**Directions:** Show each line from the listing below that contains the word "surface", copied in full. Case counts.

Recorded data
★ ★ ★ ★ ★
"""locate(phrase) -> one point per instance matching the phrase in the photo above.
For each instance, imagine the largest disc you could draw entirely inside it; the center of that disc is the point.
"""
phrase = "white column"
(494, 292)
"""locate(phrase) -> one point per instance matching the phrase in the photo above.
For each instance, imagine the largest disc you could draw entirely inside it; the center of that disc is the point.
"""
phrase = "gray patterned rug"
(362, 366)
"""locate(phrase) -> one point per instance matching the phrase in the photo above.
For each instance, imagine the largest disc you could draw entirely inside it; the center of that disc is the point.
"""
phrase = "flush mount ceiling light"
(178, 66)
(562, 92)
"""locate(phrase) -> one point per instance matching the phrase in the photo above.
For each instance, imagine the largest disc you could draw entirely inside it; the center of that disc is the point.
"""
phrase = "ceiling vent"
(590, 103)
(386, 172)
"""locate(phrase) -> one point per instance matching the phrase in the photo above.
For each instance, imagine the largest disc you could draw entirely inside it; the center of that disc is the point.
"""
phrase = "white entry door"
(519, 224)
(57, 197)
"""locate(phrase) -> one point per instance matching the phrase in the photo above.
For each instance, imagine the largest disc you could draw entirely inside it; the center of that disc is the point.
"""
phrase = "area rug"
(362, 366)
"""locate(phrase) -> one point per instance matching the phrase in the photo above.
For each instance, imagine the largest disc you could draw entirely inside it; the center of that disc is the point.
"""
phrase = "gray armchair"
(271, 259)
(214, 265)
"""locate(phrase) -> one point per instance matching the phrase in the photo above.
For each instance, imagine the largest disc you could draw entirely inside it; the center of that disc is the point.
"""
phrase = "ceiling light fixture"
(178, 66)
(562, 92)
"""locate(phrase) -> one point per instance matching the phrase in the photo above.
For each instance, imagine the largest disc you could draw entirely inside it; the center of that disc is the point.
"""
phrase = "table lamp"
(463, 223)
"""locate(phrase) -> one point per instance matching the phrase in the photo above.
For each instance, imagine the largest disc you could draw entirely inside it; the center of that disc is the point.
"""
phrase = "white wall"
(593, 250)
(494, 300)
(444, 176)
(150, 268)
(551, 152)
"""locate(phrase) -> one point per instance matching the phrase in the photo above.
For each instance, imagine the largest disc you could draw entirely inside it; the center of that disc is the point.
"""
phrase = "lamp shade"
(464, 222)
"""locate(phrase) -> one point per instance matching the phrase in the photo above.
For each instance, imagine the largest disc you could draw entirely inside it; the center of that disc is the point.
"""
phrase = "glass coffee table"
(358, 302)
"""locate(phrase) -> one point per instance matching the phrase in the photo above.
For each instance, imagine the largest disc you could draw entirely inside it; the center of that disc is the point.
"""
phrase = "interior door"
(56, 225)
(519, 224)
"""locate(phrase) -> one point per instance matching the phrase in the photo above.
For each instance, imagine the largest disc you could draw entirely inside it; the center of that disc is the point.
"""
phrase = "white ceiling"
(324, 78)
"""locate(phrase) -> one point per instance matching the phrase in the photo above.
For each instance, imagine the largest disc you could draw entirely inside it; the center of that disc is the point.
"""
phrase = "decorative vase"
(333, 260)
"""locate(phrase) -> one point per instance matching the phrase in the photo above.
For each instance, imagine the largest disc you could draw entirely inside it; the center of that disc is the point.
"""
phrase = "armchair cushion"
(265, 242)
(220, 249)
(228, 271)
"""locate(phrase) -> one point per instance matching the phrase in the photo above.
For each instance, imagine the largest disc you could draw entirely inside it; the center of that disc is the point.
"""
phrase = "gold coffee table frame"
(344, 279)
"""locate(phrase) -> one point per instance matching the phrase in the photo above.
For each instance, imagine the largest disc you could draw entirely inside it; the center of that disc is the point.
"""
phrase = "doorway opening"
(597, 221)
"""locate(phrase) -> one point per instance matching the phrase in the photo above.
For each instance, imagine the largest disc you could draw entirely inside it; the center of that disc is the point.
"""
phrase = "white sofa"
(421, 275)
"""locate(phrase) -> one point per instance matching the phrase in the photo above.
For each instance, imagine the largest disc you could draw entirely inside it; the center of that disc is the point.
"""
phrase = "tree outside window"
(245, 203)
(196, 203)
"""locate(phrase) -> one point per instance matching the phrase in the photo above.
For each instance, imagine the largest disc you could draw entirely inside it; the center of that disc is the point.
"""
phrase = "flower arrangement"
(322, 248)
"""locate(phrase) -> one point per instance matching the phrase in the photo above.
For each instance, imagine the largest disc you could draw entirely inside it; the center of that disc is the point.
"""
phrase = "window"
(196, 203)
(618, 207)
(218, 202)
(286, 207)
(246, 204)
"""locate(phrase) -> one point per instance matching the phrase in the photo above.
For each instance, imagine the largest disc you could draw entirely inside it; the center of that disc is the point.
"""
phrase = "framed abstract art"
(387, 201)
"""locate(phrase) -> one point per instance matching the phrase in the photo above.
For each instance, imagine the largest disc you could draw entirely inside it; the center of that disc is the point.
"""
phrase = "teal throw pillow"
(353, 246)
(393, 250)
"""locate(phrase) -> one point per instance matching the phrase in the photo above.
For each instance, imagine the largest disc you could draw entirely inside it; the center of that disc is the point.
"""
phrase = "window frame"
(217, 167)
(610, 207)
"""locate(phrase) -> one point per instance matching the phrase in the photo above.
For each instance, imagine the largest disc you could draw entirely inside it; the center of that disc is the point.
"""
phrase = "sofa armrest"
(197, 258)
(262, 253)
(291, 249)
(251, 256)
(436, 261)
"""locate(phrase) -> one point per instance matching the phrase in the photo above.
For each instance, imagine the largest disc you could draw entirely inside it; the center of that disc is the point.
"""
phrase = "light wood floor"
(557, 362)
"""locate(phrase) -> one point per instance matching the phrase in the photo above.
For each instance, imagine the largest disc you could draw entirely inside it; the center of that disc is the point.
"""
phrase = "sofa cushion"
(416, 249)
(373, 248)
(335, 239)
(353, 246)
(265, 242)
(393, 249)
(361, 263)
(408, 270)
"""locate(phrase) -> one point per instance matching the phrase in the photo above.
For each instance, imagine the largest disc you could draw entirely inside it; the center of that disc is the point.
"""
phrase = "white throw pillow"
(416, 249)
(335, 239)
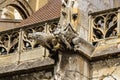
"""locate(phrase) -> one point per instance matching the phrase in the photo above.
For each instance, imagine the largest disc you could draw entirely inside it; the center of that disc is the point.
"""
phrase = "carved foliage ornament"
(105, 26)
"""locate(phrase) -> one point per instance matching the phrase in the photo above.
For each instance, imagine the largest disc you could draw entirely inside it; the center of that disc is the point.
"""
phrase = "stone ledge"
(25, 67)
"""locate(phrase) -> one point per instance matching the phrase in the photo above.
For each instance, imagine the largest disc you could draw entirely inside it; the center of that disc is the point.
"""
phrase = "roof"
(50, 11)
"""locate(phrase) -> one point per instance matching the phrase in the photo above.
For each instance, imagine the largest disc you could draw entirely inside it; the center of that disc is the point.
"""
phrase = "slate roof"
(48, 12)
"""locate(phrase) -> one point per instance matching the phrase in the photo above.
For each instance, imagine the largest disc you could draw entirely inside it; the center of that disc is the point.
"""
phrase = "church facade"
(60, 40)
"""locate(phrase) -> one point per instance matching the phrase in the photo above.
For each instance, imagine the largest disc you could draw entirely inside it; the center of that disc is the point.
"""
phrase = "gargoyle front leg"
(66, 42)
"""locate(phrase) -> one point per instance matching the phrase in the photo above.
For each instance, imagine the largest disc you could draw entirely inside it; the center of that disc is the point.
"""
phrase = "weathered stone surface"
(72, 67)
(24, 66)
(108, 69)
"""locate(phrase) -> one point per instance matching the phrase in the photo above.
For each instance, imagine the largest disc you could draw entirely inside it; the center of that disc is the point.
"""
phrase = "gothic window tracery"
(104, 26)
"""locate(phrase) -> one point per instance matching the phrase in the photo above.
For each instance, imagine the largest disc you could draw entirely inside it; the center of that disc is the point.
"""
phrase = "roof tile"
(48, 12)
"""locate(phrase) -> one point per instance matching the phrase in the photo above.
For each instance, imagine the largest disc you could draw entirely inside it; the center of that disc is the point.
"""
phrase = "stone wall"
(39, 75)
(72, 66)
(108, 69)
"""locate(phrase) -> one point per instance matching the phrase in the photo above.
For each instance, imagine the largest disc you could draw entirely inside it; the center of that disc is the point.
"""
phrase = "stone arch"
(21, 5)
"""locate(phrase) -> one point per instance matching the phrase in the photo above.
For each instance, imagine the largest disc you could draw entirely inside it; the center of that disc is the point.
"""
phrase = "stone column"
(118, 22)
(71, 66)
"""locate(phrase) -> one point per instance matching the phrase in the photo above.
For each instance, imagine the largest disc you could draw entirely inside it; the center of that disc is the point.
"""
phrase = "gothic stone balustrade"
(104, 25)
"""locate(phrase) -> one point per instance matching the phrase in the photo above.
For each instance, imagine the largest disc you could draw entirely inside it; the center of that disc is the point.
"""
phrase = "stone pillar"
★ ★ ★ ★ ★
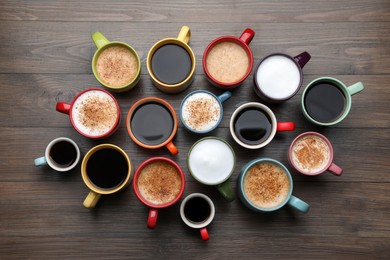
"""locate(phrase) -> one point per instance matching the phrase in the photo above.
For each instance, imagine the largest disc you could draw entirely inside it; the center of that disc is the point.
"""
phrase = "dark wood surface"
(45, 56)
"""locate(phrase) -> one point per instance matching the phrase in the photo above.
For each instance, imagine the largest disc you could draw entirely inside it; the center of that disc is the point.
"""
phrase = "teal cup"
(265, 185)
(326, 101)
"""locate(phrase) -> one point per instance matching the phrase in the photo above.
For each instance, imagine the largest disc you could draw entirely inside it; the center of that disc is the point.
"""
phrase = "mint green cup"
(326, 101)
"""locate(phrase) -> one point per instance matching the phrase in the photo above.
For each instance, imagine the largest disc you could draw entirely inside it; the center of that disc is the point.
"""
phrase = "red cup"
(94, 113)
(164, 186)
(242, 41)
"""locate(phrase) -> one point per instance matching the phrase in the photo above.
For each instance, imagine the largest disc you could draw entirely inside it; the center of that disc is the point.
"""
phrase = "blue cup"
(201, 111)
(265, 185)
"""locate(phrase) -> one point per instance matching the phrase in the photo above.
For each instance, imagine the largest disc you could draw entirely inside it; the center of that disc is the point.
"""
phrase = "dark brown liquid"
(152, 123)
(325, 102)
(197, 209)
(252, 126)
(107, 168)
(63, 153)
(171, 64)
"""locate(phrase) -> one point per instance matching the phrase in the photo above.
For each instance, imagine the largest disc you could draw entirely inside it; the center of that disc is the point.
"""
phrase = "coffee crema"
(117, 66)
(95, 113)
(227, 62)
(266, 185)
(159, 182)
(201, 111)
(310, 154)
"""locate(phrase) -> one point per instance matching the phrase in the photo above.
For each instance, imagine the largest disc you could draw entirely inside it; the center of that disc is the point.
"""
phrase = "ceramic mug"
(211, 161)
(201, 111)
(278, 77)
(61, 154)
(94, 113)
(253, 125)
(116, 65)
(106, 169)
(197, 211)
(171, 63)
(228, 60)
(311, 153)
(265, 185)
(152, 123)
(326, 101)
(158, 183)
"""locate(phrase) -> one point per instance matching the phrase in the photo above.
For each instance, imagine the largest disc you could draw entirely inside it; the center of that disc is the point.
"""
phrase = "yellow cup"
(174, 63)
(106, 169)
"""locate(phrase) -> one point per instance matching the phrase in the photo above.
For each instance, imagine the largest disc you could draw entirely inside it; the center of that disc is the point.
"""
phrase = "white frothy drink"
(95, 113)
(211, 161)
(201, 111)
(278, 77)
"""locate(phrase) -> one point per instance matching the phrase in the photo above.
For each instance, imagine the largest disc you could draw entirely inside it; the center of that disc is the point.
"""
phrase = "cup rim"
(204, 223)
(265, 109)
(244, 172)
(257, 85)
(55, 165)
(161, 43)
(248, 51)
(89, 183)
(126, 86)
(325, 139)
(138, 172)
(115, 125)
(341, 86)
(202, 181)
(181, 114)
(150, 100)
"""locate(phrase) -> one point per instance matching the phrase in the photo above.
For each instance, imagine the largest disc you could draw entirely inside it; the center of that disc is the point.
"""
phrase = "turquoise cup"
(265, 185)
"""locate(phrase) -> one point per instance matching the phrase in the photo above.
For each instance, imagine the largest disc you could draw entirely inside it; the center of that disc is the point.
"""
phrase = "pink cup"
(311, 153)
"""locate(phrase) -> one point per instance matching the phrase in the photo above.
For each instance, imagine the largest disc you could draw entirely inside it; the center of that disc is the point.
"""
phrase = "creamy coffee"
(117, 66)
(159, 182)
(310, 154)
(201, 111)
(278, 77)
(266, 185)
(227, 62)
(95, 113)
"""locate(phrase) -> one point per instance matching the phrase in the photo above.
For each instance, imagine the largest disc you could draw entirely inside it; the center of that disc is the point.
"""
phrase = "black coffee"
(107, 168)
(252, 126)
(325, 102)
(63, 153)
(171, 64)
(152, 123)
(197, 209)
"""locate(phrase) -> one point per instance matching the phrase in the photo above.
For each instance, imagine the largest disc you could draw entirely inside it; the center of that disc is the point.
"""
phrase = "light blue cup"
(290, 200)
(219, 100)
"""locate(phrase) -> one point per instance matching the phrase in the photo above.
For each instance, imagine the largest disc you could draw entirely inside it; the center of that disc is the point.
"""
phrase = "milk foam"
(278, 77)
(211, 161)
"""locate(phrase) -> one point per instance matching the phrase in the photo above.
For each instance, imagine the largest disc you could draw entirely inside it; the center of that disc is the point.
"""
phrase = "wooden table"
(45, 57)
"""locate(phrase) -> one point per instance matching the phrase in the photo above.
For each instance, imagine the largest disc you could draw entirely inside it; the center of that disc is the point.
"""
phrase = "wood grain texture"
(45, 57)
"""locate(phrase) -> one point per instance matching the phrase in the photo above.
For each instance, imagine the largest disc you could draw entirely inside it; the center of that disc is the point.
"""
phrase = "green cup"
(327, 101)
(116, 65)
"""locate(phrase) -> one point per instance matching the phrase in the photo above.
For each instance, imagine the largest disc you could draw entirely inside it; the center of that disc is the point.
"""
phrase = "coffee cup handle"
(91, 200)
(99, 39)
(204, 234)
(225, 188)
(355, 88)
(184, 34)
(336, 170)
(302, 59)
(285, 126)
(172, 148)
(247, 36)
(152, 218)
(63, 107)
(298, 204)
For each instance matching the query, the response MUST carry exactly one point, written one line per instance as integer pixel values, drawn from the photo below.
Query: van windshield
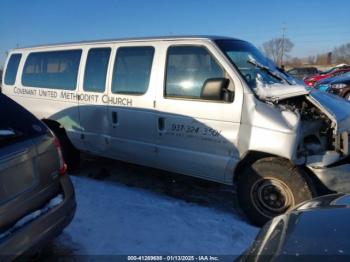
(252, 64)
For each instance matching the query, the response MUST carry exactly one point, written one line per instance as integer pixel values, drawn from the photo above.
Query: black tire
★ ★ ★ ★ ★
**The answer:**
phrase = "weathered stone surface"
phrase = "dark wood surface"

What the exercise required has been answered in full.